— Task input —
- - - - - - -

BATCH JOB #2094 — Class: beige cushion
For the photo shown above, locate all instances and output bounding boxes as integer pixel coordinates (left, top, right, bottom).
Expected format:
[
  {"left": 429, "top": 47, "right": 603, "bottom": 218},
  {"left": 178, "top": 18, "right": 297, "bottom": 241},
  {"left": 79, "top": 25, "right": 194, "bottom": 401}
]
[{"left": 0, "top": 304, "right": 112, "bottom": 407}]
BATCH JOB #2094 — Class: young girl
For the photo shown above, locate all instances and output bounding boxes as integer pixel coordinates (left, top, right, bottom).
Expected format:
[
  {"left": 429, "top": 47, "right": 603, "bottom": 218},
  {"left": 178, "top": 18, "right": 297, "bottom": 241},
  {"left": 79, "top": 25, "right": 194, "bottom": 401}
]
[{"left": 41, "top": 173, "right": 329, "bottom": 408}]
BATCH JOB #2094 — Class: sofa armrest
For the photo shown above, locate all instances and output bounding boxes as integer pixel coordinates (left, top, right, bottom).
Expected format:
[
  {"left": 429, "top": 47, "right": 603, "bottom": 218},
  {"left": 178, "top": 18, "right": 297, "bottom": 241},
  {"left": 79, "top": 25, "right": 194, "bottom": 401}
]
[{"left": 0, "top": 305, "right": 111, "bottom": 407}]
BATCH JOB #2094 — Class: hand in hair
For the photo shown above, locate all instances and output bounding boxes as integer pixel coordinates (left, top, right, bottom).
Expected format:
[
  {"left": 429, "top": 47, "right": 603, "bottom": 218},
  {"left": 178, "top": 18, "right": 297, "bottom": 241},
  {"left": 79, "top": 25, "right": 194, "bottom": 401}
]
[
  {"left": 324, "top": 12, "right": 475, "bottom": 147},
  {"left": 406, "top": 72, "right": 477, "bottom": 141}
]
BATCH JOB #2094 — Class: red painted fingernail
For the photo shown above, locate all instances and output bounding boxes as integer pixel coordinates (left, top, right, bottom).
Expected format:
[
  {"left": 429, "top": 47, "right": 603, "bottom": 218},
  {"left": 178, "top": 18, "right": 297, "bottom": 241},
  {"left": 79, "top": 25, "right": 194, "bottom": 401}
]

- - - - - - -

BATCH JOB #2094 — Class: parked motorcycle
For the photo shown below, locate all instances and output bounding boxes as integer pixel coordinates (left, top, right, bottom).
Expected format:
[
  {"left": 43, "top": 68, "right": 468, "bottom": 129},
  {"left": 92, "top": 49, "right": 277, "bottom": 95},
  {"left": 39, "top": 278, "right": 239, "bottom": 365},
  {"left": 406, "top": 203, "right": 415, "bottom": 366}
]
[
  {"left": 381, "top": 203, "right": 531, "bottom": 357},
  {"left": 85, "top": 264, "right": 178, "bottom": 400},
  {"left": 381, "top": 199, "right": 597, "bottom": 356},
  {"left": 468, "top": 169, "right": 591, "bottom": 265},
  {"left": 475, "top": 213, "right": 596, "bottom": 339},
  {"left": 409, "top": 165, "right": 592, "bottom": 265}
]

- - - - - - -

— What is expected —
Go through the records. Copy each line where "Class" appears.

— Response to the task —
BATCH JOB #2094 — Class: beige cushion
BATCH JOB #2094 — Class: young girl
BATCH JOB #2094 — Class: sofa armrest
BATCH JOB #2094 — Class: hand in hair
BATCH JOB #2094 — Class: red painted fingernail
BATCH JOB #2094 — Class: parked motorcycle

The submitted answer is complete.